▸ **What needs to be done**
Give a verbatim copy of the lines below, minus the pictures.

▸ **Entries**

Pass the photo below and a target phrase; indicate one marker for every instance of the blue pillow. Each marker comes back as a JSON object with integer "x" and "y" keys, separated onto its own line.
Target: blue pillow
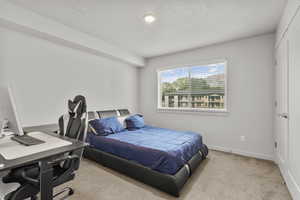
{"x": 106, "y": 126}
{"x": 135, "y": 122}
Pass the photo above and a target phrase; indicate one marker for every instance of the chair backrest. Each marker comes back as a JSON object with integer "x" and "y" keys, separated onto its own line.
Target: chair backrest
{"x": 74, "y": 123}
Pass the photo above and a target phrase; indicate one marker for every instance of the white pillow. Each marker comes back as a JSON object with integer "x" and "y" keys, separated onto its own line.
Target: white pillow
{"x": 121, "y": 119}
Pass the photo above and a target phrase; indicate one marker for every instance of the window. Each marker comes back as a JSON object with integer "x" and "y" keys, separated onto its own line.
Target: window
{"x": 193, "y": 88}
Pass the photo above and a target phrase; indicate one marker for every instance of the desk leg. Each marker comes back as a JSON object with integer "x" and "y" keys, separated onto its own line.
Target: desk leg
{"x": 46, "y": 176}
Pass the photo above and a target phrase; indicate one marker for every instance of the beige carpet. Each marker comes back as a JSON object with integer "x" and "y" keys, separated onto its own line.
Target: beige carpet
{"x": 221, "y": 177}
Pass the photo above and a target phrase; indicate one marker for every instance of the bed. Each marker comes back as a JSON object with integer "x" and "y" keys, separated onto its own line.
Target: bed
{"x": 159, "y": 157}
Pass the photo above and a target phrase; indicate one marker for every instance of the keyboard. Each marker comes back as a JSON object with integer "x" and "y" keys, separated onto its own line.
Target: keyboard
{"x": 27, "y": 140}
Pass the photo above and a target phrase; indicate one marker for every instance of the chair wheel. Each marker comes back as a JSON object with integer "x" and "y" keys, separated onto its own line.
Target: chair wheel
{"x": 33, "y": 198}
{"x": 71, "y": 192}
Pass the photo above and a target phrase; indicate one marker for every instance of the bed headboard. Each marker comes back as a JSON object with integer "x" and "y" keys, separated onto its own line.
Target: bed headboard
{"x": 107, "y": 113}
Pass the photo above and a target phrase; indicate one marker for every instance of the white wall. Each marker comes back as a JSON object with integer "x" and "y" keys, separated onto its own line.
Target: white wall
{"x": 44, "y": 75}
{"x": 250, "y": 85}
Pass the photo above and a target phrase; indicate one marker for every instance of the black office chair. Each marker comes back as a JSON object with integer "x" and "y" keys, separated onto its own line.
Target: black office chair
{"x": 73, "y": 125}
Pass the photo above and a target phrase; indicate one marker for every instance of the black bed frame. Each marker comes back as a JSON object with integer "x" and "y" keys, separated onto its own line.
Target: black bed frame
{"x": 171, "y": 184}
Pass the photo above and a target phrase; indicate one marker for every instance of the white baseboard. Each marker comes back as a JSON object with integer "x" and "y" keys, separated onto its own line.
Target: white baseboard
{"x": 243, "y": 153}
{"x": 291, "y": 183}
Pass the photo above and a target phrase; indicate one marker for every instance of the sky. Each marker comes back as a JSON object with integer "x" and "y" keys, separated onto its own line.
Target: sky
{"x": 196, "y": 72}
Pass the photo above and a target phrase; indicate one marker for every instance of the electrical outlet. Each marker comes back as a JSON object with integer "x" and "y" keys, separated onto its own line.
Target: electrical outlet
{"x": 242, "y": 138}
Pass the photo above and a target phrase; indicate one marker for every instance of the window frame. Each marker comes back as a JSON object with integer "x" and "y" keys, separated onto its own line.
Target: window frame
{"x": 192, "y": 110}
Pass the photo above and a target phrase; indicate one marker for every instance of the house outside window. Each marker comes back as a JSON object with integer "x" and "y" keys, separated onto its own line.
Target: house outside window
{"x": 193, "y": 88}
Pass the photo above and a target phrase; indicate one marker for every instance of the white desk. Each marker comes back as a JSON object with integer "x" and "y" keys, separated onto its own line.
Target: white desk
{"x": 10, "y": 149}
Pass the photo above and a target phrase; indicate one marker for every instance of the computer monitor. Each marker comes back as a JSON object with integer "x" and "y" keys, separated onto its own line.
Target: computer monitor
{"x": 8, "y": 110}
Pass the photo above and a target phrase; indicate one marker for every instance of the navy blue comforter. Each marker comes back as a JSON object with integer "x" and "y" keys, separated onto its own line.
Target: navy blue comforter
{"x": 160, "y": 149}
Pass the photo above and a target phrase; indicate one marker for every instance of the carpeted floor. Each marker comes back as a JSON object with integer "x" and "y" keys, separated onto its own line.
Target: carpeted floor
{"x": 220, "y": 177}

▸ **Answer for the task**
Pass the photo below and a target phrase; indicate one marker for every instance of the blue pillow. Each marker comes back as a JSON object with integer "x" and "y" keys, separated onto its own line.
Target: blue pillow
{"x": 106, "y": 126}
{"x": 135, "y": 122}
Pass the photo above and a target phrase; indicate one marker for every instance of the chair backrest. Each marker comes back as a JSON object with integer "x" and "y" keys, separated onto its own line.
Target: chair backrest
{"x": 74, "y": 123}
Pass the photo above and a target phrase; indicate one marker for every instance of the white pillow. Each marker comes back as a JSON object with integer "x" and "y" keys, separated onto its own line.
Target: white pillow
{"x": 121, "y": 119}
Pass the photo above and a target phrase; indicate one marker for every instance of the window. Each marker comes back as a JSON object with integer "x" and "y" keys, separated onto its own line.
Target: window
{"x": 193, "y": 88}
Pass the photo above and a target phrase; indicate one marker for every instance of the desk leg. Each marker comes back as a JSON object with integer "x" and "y" keys, separated onto its own line.
Target: desk leg
{"x": 46, "y": 176}
Pass the photo above and a target phrase; indicate one marker for every instance of the beige carpet. Each marker comes back as a JSON object with integer "x" and "y" keys, separated onto its own line.
Target: beige carpet
{"x": 221, "y": 177}
Pass the photo above and a target phrase; indicate one marker for every instance of the bed. Each marker comes back as a JSON object with integer "x" and "y" keys, separated onto its own line.
Target: bed
{"x": 159, "y": 157}
Pass the photo above and a target phrase; indicate one marker for every instance of the keyboard. Each marker comes back as a JSON object with integer "x" and "y" keys, separated onto its own line.
Target: keyboard
{"x": 27, "y": 140}
Pass the photo above and a target phrase; indicate one marker for every instance of the chair wheel. Each marker comes back as a JSON object with integer "x" and "y" keys, separated onto its own line.
Target: chair wheel
{"x": 33, "y": 198}
{"x": 71, "y": 192}
Pass the photo above and a target phrase; indicate one marker for every instance of the bed headboard. Each marker comes back as a JSON object with integer "x" and "y" keys, separated onto its own line.
Target: bed headboard
{"x": 107, "y": 113}
Pass the photo above and a target phrase; indicate one marker for every instance of the white wall. Each marker comes back as a JSON object with integer "x" and "y" keys, separated onto its own line.
Target: white wall
{"x": 44, "y": 75}
{"x": 250, "y": 85}
Pass the photo above and a target phrase; indicate one marker for every instance of the black office chair. Each marker comes back as a JSON object with integer "x" and "y" keys, separated onto its own line.
Target: black office chair
{"x": 73, "y": 125}
Pass the photo above and a target phrase; indicate one marker for every instance of the black bed frame. Each marker comes back as a JSON object with integer "x" and "y" keys, separated onto its own line.
Target: black bed frame
{"x": 171, "y": 184}
Pass the photo above and a target phrase; indicate one marker for every instance of the white baseboard. Each marker comes back as a JSON object with integer "x" and "y" keys, separated onto its own line.
Target: white baseboard
{"x": 243, "y": 153}
{"x": 291, "y": 183}
Pass the photo above and a target phrase; indicate one marker for every instance of the sky. Each marker comes back as a JSON object with integer "x" and "y" keys, separated onto its own line.
Target: sky
{"x": 196, "y": 72}
Pass the photo above and a target phrase; indicate one marker for every instance of the electrical outlet. Each marker comes back as a JSON object with integer "x" and "y" keys, separated onto its own line.
Target: electrical outlet
{"x": 242, "y": 138}
Pass the photo above and a target phrase; indicate one marker for every instance of the window frame. Each marker comes back as a JSON object with integer "x" and "y" keys, separated onto its own line.
Target: window frame
{"x": 192, "y": 110}
Pass the photo above and a target phrase; indicate one marker for every instance of the house outside window. Each marker comes back as a JSON object with integer "x" and "y" keys, separated onto its own line.
Target: house outside window
{"x": 193, "y": 88}
Pass the photo above and a target phrase; indicate one marker for every instance of the white desk. Each marker comes back as a JSON object with integer "x" and "y" keys, separated onto its own line.
Target: white desk
{"x": 10, "y": 149}
Pass the photo above and a target phrase; indicate one marker for every instance of the computer monitor. Each marker comes back as a JSON object with integer "x" and "y" keys, separated onto its own line.
Target: computer monitor
{"x": 8, "y": 110}
Pass the photo above and a target phrase; indicate one marker for every instance of the navy blue comforter. Each marker comes back as a JSON object with integer "x" and "y" keys, separated onto its own line.
Target: navy blue comforter
{"x": 160, "y": 149}
Pass the photo above and a target phrase; indicate one marker for every instance of the carpeted floor. Each marker comes back as a JSON object with integer "x" and "y" keys, separated onto its own line.
Target: carpeted floor
{"x": 220, "y": 177}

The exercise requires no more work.